Tally the lines of the records below that contain the string "policia". Give only the number.

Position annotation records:
+ + + +

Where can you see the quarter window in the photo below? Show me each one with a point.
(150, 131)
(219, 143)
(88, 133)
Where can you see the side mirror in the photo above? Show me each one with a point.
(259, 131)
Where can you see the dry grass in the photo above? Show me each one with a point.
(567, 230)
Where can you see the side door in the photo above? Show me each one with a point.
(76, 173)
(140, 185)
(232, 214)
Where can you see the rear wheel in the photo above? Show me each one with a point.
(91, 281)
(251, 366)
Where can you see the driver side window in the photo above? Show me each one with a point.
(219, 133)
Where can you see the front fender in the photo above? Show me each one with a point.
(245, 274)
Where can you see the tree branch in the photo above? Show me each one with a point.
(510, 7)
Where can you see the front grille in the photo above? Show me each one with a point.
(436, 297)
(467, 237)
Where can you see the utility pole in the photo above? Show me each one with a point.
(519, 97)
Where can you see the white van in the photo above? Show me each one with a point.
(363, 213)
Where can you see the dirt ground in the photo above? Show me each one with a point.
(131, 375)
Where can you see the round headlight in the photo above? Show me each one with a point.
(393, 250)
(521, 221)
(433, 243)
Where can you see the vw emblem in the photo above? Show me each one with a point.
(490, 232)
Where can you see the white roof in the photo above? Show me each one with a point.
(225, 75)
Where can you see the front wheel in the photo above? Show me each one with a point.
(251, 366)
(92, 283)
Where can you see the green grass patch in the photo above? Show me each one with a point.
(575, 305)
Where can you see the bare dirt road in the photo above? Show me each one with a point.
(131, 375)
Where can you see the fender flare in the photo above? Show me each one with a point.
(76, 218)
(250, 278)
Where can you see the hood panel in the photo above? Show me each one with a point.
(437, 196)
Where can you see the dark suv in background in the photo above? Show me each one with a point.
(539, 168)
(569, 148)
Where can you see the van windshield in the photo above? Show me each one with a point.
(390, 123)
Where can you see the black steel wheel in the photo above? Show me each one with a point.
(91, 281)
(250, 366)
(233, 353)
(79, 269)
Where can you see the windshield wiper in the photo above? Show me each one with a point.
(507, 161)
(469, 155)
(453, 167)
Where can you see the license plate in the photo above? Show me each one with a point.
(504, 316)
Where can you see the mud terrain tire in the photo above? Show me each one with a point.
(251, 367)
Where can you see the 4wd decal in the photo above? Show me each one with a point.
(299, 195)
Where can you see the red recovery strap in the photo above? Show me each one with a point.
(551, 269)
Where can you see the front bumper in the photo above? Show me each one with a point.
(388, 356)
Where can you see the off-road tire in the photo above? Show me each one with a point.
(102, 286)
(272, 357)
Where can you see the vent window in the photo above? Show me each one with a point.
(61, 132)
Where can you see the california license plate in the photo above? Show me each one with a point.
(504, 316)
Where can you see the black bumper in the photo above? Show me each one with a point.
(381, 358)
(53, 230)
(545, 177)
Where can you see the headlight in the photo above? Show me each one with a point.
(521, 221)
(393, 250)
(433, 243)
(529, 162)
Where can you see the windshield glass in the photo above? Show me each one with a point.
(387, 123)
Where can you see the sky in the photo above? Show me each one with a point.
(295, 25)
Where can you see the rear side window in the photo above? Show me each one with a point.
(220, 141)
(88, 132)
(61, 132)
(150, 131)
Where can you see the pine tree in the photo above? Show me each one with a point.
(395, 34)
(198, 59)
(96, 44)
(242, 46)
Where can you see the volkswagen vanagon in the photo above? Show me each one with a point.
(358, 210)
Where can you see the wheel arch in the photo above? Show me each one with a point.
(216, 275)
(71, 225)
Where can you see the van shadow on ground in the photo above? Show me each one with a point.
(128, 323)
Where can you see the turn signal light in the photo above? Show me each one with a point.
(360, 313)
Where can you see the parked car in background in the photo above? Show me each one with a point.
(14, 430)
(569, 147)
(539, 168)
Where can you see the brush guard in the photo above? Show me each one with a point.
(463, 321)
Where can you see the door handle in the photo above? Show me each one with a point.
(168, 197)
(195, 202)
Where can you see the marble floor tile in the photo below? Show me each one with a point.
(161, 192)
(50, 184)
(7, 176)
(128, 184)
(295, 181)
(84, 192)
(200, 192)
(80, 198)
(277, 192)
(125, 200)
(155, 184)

+ + + +

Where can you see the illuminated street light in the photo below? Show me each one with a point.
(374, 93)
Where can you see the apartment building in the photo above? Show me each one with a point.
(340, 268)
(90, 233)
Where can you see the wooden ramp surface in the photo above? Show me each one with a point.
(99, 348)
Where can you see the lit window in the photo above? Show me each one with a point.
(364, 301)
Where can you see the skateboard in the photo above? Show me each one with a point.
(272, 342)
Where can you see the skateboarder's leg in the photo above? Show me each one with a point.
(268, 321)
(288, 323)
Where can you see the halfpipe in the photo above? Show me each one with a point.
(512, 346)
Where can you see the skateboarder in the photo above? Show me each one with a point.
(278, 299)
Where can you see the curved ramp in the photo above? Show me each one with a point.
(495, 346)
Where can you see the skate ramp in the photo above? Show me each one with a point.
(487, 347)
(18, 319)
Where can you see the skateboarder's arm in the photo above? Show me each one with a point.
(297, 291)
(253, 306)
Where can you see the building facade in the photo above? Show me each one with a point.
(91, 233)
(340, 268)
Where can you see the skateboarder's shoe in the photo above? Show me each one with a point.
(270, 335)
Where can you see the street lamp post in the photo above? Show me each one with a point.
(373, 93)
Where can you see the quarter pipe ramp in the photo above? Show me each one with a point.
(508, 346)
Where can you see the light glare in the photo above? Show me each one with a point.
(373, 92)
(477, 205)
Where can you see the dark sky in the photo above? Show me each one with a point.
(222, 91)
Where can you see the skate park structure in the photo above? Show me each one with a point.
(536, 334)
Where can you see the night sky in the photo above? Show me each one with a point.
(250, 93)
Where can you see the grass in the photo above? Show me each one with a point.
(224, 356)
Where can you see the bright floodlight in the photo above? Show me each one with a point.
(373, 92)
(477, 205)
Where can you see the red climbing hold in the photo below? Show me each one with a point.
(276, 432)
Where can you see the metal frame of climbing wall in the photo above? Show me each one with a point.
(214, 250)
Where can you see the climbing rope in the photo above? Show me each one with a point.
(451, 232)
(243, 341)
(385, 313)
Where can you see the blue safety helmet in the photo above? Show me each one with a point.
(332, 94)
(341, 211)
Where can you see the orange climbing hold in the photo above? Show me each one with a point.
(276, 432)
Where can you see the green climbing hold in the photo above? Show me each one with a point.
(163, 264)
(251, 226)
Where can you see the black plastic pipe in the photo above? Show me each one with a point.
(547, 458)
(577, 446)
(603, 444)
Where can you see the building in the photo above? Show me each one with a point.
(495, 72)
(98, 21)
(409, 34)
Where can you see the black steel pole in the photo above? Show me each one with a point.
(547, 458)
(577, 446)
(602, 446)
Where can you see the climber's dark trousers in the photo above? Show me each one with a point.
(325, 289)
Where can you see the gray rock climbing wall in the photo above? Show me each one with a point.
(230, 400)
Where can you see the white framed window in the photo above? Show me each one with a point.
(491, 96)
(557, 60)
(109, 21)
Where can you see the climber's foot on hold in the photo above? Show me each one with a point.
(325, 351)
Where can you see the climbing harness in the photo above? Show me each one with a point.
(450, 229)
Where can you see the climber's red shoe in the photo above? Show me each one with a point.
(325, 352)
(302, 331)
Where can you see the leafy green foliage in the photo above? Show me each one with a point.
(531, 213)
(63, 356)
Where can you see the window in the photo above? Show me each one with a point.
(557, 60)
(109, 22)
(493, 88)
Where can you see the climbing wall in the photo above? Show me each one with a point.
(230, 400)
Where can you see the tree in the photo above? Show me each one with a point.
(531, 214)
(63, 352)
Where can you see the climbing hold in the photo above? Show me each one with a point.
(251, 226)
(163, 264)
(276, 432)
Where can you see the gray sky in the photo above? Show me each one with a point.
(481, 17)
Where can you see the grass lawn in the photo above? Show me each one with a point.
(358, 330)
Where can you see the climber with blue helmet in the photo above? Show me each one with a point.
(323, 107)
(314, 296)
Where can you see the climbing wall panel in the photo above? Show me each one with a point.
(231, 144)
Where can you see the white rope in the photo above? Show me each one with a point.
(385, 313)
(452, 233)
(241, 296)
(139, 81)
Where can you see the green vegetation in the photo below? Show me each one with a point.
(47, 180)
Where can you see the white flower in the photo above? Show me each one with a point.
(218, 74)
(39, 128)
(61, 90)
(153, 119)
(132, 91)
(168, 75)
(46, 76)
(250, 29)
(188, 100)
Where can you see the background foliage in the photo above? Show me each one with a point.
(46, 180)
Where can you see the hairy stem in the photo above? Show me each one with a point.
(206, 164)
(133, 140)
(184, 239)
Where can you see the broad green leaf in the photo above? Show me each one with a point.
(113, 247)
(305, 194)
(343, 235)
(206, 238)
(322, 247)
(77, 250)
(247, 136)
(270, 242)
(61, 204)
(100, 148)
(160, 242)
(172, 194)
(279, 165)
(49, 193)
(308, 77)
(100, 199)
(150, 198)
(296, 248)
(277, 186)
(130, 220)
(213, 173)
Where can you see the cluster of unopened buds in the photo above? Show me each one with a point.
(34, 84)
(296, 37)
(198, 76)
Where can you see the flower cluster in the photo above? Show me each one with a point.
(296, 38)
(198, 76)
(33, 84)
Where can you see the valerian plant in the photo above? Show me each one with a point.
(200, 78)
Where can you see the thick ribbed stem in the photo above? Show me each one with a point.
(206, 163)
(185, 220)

+ + + +

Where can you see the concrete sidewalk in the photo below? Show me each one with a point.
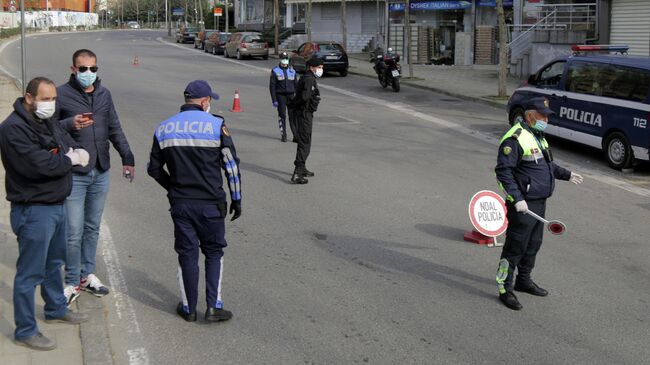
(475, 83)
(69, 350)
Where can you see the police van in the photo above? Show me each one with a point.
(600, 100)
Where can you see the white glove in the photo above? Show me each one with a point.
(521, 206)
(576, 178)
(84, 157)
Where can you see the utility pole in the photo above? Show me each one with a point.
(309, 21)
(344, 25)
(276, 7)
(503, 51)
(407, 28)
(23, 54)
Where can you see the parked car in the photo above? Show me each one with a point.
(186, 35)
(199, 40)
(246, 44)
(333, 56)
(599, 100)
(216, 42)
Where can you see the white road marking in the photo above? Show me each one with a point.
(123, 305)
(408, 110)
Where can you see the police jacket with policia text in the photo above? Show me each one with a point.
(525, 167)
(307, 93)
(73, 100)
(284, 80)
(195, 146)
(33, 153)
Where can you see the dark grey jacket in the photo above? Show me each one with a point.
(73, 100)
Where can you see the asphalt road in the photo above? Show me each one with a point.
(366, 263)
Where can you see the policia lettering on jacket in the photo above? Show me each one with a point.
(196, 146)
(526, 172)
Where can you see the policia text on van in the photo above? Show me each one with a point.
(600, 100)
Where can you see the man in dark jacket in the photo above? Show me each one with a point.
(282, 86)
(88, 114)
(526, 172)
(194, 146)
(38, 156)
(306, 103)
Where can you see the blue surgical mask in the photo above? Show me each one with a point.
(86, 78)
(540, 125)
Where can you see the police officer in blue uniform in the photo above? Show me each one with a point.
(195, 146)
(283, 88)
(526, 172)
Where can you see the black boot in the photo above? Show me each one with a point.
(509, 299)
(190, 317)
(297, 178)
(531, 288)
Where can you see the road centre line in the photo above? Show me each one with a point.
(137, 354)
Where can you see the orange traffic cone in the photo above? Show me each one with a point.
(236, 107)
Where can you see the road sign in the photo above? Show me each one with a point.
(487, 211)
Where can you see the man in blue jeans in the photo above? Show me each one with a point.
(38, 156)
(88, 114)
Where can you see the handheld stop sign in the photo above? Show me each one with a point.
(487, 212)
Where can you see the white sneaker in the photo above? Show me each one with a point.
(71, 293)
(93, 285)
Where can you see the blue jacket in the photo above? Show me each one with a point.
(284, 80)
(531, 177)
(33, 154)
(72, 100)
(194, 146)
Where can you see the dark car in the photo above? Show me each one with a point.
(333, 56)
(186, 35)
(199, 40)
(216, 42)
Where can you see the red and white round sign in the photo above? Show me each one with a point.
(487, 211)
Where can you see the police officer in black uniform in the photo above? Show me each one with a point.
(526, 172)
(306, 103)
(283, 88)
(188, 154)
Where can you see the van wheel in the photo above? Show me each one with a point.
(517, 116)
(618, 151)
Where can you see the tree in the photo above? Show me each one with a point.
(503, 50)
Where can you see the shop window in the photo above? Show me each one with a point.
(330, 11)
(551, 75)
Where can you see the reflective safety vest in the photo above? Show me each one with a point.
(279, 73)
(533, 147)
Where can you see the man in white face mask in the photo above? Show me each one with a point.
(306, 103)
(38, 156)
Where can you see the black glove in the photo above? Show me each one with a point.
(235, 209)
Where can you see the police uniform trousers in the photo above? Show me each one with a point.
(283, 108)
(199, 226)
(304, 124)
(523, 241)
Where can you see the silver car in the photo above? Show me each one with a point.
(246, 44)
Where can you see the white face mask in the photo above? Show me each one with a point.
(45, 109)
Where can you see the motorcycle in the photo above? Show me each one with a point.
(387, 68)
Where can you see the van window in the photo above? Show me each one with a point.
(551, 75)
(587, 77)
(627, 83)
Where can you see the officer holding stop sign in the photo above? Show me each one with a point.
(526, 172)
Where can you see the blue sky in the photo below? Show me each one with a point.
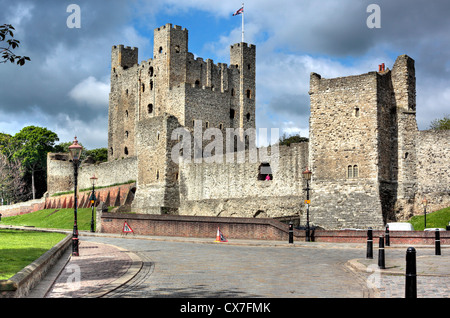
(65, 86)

+ + + +

■ EXERCISE RESPONSE: 3